Work required: An exact reproduction of the records is required, with all images left out.

◇ ◇ ◇ ◇ ◇ ◇ ◇

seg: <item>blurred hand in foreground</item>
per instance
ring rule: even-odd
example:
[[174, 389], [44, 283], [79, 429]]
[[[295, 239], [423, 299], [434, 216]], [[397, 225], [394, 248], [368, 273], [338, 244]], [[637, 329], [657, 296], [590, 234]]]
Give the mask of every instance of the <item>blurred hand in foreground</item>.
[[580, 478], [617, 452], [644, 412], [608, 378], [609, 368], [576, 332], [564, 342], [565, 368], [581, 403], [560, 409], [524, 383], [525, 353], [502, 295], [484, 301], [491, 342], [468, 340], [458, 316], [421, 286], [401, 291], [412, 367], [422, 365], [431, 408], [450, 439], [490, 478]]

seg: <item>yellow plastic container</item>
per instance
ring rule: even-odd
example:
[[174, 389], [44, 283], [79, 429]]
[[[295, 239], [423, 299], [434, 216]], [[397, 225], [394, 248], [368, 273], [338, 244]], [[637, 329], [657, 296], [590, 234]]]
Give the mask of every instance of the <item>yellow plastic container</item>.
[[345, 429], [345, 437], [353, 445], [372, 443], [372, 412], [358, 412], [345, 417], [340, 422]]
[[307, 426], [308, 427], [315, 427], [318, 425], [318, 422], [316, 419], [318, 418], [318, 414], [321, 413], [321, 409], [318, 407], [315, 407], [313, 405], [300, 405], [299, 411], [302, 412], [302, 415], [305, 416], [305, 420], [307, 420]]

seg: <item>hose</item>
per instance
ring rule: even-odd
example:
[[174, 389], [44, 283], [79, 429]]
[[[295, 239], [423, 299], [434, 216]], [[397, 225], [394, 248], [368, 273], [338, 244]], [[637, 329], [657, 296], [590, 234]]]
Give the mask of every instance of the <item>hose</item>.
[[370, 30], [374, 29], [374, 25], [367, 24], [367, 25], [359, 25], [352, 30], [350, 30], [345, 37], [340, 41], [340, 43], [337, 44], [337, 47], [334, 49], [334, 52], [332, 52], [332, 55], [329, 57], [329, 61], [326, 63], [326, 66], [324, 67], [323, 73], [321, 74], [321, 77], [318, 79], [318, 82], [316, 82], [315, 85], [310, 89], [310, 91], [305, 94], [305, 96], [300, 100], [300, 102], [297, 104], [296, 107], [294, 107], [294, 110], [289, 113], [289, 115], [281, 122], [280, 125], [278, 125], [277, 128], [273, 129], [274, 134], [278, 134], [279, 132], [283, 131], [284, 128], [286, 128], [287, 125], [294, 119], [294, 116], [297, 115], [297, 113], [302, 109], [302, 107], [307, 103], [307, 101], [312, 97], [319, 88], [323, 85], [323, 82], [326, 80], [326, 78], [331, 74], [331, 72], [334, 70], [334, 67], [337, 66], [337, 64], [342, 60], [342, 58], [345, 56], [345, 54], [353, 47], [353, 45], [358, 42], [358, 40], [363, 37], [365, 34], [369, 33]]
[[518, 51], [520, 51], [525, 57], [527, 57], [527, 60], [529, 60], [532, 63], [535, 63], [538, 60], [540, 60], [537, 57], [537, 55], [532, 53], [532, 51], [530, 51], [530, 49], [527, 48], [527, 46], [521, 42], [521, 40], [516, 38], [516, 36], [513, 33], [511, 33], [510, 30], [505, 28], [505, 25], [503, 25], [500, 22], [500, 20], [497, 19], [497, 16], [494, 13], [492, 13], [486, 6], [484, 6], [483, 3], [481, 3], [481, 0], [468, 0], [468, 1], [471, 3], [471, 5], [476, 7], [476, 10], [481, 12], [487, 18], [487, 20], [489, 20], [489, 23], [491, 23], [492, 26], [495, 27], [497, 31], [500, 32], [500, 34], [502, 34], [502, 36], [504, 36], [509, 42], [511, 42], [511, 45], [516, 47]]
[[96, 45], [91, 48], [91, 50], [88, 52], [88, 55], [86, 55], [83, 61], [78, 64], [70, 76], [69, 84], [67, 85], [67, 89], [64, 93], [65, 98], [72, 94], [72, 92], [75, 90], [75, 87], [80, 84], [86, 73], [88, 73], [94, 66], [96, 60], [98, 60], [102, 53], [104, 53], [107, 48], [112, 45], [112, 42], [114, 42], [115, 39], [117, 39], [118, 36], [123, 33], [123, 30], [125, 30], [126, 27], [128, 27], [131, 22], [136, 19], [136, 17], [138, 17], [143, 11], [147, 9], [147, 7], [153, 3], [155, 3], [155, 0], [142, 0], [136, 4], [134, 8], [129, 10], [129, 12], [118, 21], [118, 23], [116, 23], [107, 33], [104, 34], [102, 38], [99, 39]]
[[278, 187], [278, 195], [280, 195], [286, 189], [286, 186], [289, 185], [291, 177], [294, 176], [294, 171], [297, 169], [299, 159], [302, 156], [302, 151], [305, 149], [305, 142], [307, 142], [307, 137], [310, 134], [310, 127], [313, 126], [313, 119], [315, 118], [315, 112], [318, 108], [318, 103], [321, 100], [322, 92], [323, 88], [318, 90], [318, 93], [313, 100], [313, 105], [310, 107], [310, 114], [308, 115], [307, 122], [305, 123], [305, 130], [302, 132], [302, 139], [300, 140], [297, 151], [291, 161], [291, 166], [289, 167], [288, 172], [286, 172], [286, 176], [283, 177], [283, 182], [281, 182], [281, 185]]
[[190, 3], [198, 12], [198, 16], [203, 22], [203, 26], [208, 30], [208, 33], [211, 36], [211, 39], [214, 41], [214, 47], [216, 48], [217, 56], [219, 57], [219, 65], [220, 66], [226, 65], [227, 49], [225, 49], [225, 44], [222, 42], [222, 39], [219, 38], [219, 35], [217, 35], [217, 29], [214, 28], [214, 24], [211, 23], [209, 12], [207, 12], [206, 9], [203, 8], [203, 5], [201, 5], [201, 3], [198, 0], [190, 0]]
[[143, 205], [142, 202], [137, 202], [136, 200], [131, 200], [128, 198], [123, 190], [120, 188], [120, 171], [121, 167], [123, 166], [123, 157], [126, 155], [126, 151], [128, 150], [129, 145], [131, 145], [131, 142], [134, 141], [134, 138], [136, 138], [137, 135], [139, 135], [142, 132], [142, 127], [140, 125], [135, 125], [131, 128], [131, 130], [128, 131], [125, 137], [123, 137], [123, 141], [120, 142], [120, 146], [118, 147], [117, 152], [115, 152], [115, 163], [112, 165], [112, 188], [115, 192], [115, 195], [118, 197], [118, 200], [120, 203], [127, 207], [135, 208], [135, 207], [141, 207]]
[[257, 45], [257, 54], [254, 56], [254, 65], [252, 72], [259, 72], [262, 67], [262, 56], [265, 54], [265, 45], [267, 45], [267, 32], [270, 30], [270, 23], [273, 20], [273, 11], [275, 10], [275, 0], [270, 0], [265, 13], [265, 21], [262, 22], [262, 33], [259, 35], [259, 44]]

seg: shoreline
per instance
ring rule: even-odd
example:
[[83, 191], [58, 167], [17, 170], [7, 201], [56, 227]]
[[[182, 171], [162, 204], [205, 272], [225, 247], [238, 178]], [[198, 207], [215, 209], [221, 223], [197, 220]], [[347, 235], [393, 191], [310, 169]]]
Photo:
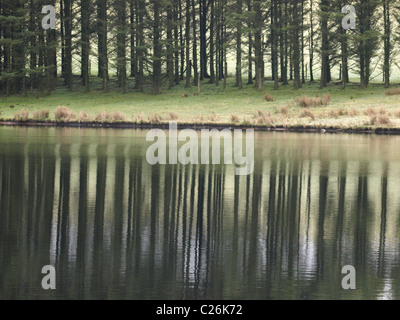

◇ ◇ ◇ ◇ ◇ ◇ ◇

Answer to the problem:
seg: <item>blurred hand in foreground</item>
per instance
ring rule: even-odd
example:
[[174, 389], [44, 283], [79, 429]]
[[[295, 239], [423, 299], [434, 216]], [[397, 225], [394, 248], [368, 273], [338, 244]], [[637, 329], [657, 296], [590, 234]]]
Give the mask of every instance of the <item>blurred hand in foreground</item>.
[[580, 478], [617, 452], [644, 412], [608, 378], [609, 368], [576, 332], [564, 342], [565, 368], [581, 403], [560, 409], [524, 383], [525, 353], [502, 295], [484, 301], [491, 342], [468, 340], [458, 316], [421, 286], [401, 291], [412, 367], [422, 365], [431, 408], [450, 439], [490, 478]]

seg: <item>yellow plastic container</item>
per instance
ring rule: even-odd
example:
[[174, 389], [44, 283], [79, 429]]
[[[295, 239], [423, 299], [434, 216]], [[397, 225], [394, 248], [368, 273], [338, 244]], [[637, 329], [657, 296], [590, 234]]]
Give the mask of every instance of the <item>yellow plastic container</item>.
[[345, 429], [345, 437], [353, 445], [372, 443], [372, 412], [358, 412], [345, 417], [340, 422]]
[[307, 426], [308, 427], [315, 427], [318, 425], [318, 422], [316, 419], [318, 418], [318, 414], [321, 413], [321, 409], [318, 407], [315, 407], [313, 405], [300, 405], [299, 411], [302, 412], [302, 415], [305, 416], [305, 420], [307, 420]]

seg: <item>hose</item>
per instance
ring rule: even-odd
example:
[[174, 389], [44, 283], [79, 429]]
[[[295, 239], [423, 299], [434, 216]], [[397, 225], [394, 248], [368, 273], [338, 244]], [[637, 329], [657, 296], [590, 234]]]
Give the mask of every instance of the <item>hose</item>.
[[370, 30], [374, 29], [374, 25], [367, 24], [367, 25], [359, 25], [352, 30], [350, 30], [345, 37], [340, 41], [340, 43], [337, 44], [337, 47], [334, 49], [334, 52], [332, 52], [332, 55], [329, 57], [329, 61], [326, 63], [326, 66], [324, 67], [323, 73], [321, 74], [321, 77], [318, 79], [318, 82], [316, 82], [315, 85], [310, 89], [310, 91], [305, 94], [305, 96], [300, 100], [300, 102], [297, 104], [296, 107], [294, 107], [294, 110], [289, 113], [289, 115], [281, 122], [280, 125], [278, 125], [277, 128], [273, 129], [274, 134], [278, 134], [279, 132], [283, 131], [284, 128], [286, 128], [287, 125], [294, 119], [294, 116], [297, 115], [297, 113], [302, 109], [302, 107], [307, 103], [307, 101], [312, 97], [319, 88], [323, 85], [323, 82], [326, 80], [326, 78], [331, 74], [331, 72], [334, 70], [334, 67], [337, 66], [337, 64], [342, 60], [342, 58], [345, 56], [345, 54], [353, 47], [353, 45], [358, 42], [358, 40], [363, 37], [365, 34], [369, 33]]
[[518, 51], [520, 51], [525, 57], [527, 57], [527, 60], [529, 60], [532, 63], [535, 63], [538, 60], [540, 60], [537, 57], [537, 55], [532, 53], [532, 51], [530, 51], [530, 49], [527, 48], [527, 46], [521, 42], [521, 40], [516, 38], [516, 36], [513, 33], [511, 33], [510, 30], [505, 28], [505, 25], [503, 25], [500, 22], [500, 20], [497, 19], [497, 16], [494, 13], [492, 13], [486, 6], [484, 6], [483, 3], [481, 3], [481, 0], [468, 0], [468, 1], [471, 3], [471, 5], [476, 7], [476, 10], [481, 12], [487, 18], [487, 20], [489, 20], [489, 23], [491, 23], [492, 26], [495, 27], [497, 31], [500, 32], [500, 34], [502, 34], [502, 36], [504, 36], [509, 42], [511, 42], [511, 45], [516, 47]]
[[96, 45], [91, 48], [91, 50], [88, 52], [88, 55], [86, 55], [83, 61], [78, 64], [70, 76], [69, 84], [67, 85], [67, 89], [64, 93], [65, 98], [72, 94], [72, 92], [75, 90], [75, 87], [80, 84], [86, 73], [88, 73], [94, 66], [96, 60], [98, 60], [102, 53], [104, 53], [107, 48], [112, 45], [112, 42], [114, 42], [115, 39], [117, 39], [118, 36], [123, 33], [123, 30], [125, 30], [126, 27], [128, 27], [131, 22], [136, 19], [136, 17], [138, 17], [143, 11], [147, 9], [147, 7], [153, 3], [155, 3], [155, 0], [142, 0], [136, 4], [134, 8], [129, 10], [129, 12], [118, 21], [118, 23], [116, 23], [107, 33], [104, 34], [102, 38], [99, 39]]
[[278, 187], [278, 195], [280, 195], [286, 189], [286, 186], [289, 185], [291, 177], [294, 176], [294, 171], [297, 169], [299, 159], [302, 156], [302, 151], [305, 149], [305, 142], [307, 142], [307, 137], [310, 134], [310, 127], [313, 126], [313, 119], [315, 118], [315, 112], [318, 108], [318, 103], [321, 100], [322, 92], [323, 88], [318, 90], [318, 93], [313, 100], [313, 105], [310, 107], [310, 114], [308, 115], [307, 122], [305, 123], [305, 130], [302, 132], [302, 139], [300, 140], [297, 151], [291, 161], [291, 166], [289, 167], [288, 172], [286, 172], [286, 176], [283, 177], [283, 182], [281, 182], [281, 185]]
[[190, 3], [198, 12], [198, 16], [203, 22], [203, 26], [208, 30], [208, 33], [211, 36], [211, 39], [214, 41], [214, 47], [216, 48], [217, 56], [219, 57], [219, 65], [220, 66], [226, 65], [227, 49], [225, 49], [225, 44], [222, 42], [222, 39], [219, 38], [219, 35], [217, 35], [217, 29], [214, 28], [214, 24], [211, 23], [209, 12], [207, 12], [206, 9], [203, 8], [203, 5], [201, 5], [201, 3], [198, 0], [190, 0]]
[[143, 205], [142, 202], [137, 202], [136, 200], [131, 200], [128, 198], [123, 190], [120, 188], [120, 171], [121, 167], [123, 166], [123, 157], [126, 155], [126, 151], [128, 150], [129, 145], [131, 145], [131, 142], [134, 141], [134, 138], [136, 138], [137, 135], [139, 135], [142, 132], [142, 127], [140, 125], [135, 125], [131, 128], [131, 130], [128, 131], [125, 137], [123, 137], [123, 141], [120, 142], [120, 146], [118, 147], [117, 152], [115, 152], [115, 163], [112, 165], [112, 188], [115, 192], [115, 195], [118, 197], [118, 200], [120, 203], [127, 207], [135, 208], [135, 207], [141, 207]]
[[257, 45], [257, 54], [254, 56], [254, 65], [252, 72], [259, 72], [262, 67], [262, 56], [265, 54], [265, 45], [267, 45], [267, 32], [270, 30], [270, 23], [273, 20], [273, 11], [275, 10], [275, 0], [270, 0], [265, 13], [265, 21], [262, 22], [262, 33], [259, 35], [259, 44]]

seg: shoreline
per instance
ring rule: even-odd
example:
[[83, 191], [58, 167], [17, 170], [7, 201], [56, 227]]
[[[182, 171], [162, 204], [205, 272], [225, 247], [238, 178]], [[198, 207], [215, 209], [221, 223], [197, 220]], [[347, 235], [393, 191], [310, 169]]]
Photo:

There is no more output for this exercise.